REQUIREMENT -> Report every line in the records below that contains the string "table", with case taken into account.

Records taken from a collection
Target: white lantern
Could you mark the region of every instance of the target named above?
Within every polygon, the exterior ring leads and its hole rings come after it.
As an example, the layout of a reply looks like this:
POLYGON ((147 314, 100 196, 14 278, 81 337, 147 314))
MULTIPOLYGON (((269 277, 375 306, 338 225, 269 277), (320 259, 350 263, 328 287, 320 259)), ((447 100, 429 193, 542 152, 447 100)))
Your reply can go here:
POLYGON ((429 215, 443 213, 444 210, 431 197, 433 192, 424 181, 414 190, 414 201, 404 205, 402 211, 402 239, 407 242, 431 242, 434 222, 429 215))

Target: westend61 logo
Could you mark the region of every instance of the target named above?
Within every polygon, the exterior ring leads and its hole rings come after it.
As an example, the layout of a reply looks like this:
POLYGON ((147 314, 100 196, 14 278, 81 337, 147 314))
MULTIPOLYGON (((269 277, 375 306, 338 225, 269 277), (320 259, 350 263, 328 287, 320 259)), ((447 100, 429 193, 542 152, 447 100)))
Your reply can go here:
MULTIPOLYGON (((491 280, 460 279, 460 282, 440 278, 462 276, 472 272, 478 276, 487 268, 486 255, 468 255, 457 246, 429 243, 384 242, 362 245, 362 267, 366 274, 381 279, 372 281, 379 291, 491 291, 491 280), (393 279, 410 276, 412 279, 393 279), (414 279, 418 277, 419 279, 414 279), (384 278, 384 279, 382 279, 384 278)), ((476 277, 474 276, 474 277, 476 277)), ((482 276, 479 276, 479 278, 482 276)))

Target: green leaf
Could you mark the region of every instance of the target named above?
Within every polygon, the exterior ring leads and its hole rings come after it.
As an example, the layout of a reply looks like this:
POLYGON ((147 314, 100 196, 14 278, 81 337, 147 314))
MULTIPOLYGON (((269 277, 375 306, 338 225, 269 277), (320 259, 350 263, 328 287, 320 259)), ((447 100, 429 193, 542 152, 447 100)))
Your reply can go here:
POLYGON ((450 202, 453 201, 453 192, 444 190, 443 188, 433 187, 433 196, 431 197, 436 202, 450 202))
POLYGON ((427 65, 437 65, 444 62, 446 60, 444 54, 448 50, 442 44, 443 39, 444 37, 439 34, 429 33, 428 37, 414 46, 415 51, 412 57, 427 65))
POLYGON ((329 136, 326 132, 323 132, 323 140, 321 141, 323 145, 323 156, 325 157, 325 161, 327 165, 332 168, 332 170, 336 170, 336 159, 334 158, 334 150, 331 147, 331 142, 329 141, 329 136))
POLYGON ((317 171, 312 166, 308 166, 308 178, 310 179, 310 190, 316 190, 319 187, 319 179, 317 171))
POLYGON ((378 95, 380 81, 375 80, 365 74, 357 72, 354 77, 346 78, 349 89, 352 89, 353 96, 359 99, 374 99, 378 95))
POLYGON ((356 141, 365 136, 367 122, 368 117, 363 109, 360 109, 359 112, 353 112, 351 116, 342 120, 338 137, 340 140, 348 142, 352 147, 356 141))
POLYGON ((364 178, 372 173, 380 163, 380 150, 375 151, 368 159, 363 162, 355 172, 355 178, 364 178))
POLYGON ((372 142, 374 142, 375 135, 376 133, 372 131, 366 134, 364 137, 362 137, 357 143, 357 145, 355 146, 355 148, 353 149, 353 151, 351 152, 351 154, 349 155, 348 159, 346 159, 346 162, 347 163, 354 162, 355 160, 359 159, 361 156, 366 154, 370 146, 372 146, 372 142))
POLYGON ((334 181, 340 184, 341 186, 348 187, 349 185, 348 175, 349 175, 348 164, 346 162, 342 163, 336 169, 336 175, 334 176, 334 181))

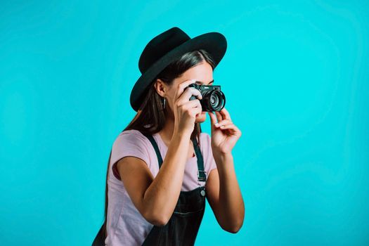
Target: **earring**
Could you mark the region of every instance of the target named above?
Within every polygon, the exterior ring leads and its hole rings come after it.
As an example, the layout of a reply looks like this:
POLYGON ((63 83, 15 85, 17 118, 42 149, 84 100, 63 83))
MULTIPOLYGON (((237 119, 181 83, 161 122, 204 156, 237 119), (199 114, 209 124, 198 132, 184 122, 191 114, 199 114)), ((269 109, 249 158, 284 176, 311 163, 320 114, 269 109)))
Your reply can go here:
POLYGON ((163 96, 163 109, 165 108, 165 98, 163 96))

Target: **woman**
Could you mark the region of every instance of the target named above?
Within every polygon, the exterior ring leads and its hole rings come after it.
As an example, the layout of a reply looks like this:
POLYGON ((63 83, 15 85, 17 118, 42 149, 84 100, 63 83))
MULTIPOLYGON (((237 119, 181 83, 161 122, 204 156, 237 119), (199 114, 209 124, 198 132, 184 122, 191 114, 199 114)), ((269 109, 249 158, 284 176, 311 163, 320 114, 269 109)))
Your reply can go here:
POLYGON ((205 198, 222 228, 236 233, 242 226, 244 203, 231 154, 241 132, 224 108, 215 115, 208 112, 211 138, 202 133, 202 95, 188 87, 212 85, 226 49, 218 32, 190 39, 178 27, 146 45, 138 63, 142 75, 131 93, 138 113, 109 159, 99 232, 107 235, 101 238, 104 245, 193 245, 205 198))

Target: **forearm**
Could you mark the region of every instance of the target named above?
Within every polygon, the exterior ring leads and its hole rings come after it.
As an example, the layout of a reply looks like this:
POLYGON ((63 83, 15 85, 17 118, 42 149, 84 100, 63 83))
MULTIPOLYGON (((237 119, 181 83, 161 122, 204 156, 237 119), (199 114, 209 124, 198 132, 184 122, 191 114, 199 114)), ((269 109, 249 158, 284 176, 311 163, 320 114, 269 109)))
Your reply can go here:
POLYGON ((231 153, 214 155, 219 176, 219 210, 222 227, 237 232, 242 226, 245 206, 231 153))
POLYGON ((153 216, 164 222, 170 219, 179 197, 189 140, 187 134, 173 135, 162 167, 144 195, 144 202, 153 216))

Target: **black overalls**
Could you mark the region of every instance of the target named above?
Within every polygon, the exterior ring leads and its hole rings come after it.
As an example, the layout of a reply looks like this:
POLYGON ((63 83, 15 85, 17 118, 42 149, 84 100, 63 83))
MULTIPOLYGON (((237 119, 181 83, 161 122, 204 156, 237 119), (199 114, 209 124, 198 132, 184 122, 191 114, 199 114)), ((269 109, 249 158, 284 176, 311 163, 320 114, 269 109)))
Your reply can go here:
MULTIPOLYGON (((162 158, 153 136, 143 134, 152 143, 157 157, 159 168, 162 158)), ((196 139, 192 141, 198 160, 198 180, 206 183, 204 160, 196 139)), ((205 186, 200 186, 192 190, 181 191, 174 211, 163 226, 154 226, 142 245, 193 245, 205 211, 205 186)), ((105 246, 103 227, 100 229, 93 246, 105 246)))
MULTIPOLYGON (((163 161, 154 138, 151 135, 143 135, 154 146, 160 168, 163 161)), ((198 180, 206 181, 204 160, 201 151, 195 139, 193 140, 193 143, 198 159, 198 180)), ((205 186, 189 191, 181 191, 177 204, 168 223, 164 226, 154 226, 143 245, 193 245, 205 211, 205 186)))

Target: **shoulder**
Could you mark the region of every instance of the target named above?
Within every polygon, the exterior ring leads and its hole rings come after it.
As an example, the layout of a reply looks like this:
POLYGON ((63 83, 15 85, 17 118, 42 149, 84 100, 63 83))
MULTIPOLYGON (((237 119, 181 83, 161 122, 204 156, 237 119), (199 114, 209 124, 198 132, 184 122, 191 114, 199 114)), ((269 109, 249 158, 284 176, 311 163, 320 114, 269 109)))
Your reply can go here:
POLYGON ((115 138, 113 145, 124 143, 146 143, 148 139, 138 130, 131 129, 122 131, 115 138))

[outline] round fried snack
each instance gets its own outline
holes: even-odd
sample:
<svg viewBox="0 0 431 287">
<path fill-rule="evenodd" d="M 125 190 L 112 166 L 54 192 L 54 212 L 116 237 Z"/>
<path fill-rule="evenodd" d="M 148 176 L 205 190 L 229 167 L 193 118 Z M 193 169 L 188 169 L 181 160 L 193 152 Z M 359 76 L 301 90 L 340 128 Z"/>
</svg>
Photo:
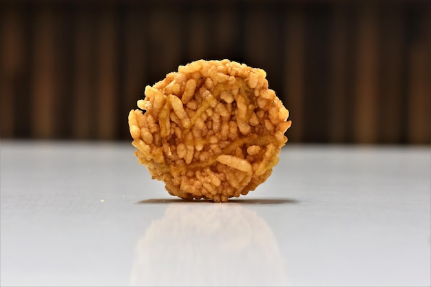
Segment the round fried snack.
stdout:
<svg viewBox="0 0 431 287">
<path fill-rule="evenodd" d="M 266 75 L 199 60 L 147 86 L 129 114 L 139 163 L 184 199 L 227 202 L 254 190 L 278 163 L 291 125 Z"/>
</svg>

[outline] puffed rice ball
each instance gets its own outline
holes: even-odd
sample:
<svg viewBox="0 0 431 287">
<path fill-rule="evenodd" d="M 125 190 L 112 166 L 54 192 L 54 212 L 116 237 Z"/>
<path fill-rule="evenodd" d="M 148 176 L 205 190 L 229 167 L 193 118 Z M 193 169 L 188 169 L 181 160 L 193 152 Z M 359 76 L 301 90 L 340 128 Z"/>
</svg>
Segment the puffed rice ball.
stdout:
<svg viewBox="0 0 431 287">
<path fill-rule="evenodd" d="M 183 199 L 227 202 L 254 190 L 278 163 L 291 125 L 266 76 L 199 60 L 147 86 L 129 114 L 138 162 Z"/>
</svg>

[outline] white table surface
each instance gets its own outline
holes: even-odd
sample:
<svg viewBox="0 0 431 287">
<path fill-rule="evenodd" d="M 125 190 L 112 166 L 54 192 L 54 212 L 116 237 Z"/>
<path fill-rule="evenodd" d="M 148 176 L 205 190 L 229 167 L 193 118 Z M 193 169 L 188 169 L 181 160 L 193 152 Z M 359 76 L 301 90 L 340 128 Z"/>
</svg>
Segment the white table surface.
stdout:
<svg viewBox="0 0 431 287">
<path fill-rule="evenodd" d="M 129 143 L 1 142 L 1 286 L 430 286 L 429 147 L 288 143 L 229 203 Z"/>
</svg>

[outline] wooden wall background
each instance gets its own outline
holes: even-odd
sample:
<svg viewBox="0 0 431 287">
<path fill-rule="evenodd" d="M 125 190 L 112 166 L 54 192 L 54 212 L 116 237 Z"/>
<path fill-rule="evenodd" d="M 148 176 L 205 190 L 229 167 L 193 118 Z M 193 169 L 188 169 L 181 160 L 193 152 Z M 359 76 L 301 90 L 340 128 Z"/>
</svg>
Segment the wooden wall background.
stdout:
<svg viewBox="0 0 431 287">
<path fill-rule="evenodd" d="M 430 144 L 431 1 L 3 1 L 2 138 L 129 140 L 178 65 L 266 70 L 291 142 Z"/>
</svg>

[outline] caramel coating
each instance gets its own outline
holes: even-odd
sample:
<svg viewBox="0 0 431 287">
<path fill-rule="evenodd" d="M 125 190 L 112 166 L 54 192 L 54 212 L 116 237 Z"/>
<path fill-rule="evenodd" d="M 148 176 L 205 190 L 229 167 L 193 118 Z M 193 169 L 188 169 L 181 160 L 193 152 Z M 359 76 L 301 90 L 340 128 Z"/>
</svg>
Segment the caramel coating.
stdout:
<svg viewBox="0 0 431 287">
<path fill-rule="evenodd" d="M 266 76 L 199 60 L 147 86 L 129 114 L 138 162 L 183 199 L 227 202 L 254 190 L 278 163 L 291 125 Z"/>
</svg>

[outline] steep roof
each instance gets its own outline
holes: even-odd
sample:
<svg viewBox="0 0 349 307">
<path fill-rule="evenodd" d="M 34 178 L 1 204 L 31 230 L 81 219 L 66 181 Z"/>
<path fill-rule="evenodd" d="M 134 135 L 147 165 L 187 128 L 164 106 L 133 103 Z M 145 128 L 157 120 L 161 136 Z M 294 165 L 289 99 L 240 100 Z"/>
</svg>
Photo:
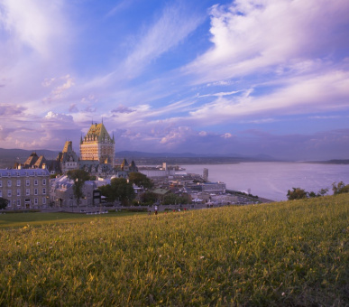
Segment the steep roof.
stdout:
<svg viewBox="0 0 349 307">
<path fill-rule="evenodd" d="M 35 152 L 32 152 L 32 154 L 28 157 L 28 159 L 24 162 L 25 167 L 32 167 L 36 161 L 39 159 L 39 156 Z"/>
<path fill-rule="evenodd" d="M 114 137 L 113 139 L 110 137 L 108 132 L 106 131 L 105 126 L 102 124 L 92 124 L 89 127 L 87 134 L 85 135 L 85 141 L 109 141 L 115 143 Z"/>
</svg>

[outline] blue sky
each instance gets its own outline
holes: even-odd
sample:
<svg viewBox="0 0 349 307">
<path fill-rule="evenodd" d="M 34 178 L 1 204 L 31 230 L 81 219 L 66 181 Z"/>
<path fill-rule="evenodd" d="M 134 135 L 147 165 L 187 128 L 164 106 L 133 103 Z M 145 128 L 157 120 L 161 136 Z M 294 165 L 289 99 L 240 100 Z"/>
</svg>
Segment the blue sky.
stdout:
<svg viewBox="0 0 349 307">
<path fill-rule="evenodd" d="M 0 0 L 0 147 L 349 157 L 347 0 Z"/>
</svg>

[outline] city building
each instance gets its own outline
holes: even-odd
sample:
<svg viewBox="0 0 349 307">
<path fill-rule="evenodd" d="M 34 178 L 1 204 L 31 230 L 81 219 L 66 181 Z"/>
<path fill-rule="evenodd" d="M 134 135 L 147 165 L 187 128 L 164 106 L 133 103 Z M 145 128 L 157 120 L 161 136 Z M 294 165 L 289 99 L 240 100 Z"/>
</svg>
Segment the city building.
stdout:
<svg viewBox="0 0 349 307">
<path fill-rule="evenodd" d="M 47 169 L 0 170 L 0 197 L 8 209 L 41 209 L 49 205 L 50 172 Z"/>
<path fill-rule="evenodd" d="M 79 169 L 79 159 L 73 151 L 72 142 L 67 141 L 63 150 L 58 154 L 56 161 L 60 163 L 60 172 Z"/>
<path fill-rule="evenodd" d="M 203 172 L 203 174 L 202 174 L 202 179 L 205 181 L 208 181 L 208 169 L 204 168 L 204 172 Z"/>
<path fill-rule="evenodd" d="M 80 157 L 82 161 L 97 161 L 114 166 L 115 141 L 110 137 L 103 122 L 92 124 L 87 134 L 80 140 Z"/>
<path fill-rule="evenodd" d="M 83 198 L 77 203 L 73 191 L 74 181 L 62 175 L 52 180 L 50 190 L 50 200 L 55 208 L 73 208 L 93 206 L 99 203 L 94 201 L 94 191 L 96 189 L 95 181 L 85 181 L 82 187 Z M 95 203 L 94 203 L 95 202 Z"/>
</svg>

THE RESULT ->
[outline] white table surface
Segment the white table surface.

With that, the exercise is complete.